Give the number of lines in the records below that contain the word "trim", and nothing more.

---

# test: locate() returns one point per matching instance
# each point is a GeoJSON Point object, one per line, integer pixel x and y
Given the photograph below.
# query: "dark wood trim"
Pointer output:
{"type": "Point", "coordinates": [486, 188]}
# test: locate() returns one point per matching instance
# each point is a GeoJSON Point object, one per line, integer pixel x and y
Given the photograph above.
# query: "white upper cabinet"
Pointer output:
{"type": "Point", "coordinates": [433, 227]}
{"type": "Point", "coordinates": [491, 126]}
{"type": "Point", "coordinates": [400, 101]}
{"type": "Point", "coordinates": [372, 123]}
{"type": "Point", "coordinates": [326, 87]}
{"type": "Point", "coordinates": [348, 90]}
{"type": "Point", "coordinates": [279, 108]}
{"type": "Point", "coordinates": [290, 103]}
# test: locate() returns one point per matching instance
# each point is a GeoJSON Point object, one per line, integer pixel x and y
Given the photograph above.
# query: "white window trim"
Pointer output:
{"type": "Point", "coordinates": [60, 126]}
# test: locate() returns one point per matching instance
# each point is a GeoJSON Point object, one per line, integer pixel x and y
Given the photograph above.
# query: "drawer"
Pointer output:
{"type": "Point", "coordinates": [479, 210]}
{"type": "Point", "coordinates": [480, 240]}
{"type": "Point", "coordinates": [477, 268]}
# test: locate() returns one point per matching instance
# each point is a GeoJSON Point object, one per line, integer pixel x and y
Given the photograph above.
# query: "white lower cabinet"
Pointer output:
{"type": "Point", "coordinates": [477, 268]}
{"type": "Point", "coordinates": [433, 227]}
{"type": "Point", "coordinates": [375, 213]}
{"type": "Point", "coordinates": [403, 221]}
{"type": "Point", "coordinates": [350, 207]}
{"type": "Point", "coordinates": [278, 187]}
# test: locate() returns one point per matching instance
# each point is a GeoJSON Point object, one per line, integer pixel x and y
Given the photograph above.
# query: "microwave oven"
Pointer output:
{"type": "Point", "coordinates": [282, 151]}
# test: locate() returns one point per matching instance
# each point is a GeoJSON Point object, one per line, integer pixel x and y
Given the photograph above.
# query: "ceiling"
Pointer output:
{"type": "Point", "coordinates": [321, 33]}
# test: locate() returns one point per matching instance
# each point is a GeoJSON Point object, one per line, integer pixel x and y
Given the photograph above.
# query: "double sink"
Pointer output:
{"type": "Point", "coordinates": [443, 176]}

---

### TASK RESPONSE
2